Items from a dataset —
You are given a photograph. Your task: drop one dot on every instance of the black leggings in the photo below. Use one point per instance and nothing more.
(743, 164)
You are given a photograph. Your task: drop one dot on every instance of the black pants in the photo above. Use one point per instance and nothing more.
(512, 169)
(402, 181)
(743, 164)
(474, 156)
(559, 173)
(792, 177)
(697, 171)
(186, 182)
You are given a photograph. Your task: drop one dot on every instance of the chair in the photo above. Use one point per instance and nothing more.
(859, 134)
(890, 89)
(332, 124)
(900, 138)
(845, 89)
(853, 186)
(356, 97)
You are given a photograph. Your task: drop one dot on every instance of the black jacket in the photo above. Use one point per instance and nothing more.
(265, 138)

What needs to be done — Copy the material above word for word, with every line included.

Answer to this task —
You are given a photograph. Your task: drop one dot on every instance of the black leggings in the photo below. Use one point per instance and nothing more.
(743, 164)
You are given a photograph. Your task: drop one dot on every instance of the black pants in the photo above. Use one point per instance and nothing more.
(512, 169)
(402, 181)
(743, 164)
(474, 156)
(559, 173)
(792, 177)
(697, 171)
(186, 182)
You are given a photograph. Your task: drop one dot on every instance of the chair in the photo above. Use one point per instance and nothing more.
(859, 134)
(890, 89)
(332, 124)
(900, 138)
(845, 89)
(853, 186)
(356, 97)
You are given a photograph. Your task: drop one dot on every instance of the black jacket in the photo above. Use one point per instance and nothing more.
(265, 138)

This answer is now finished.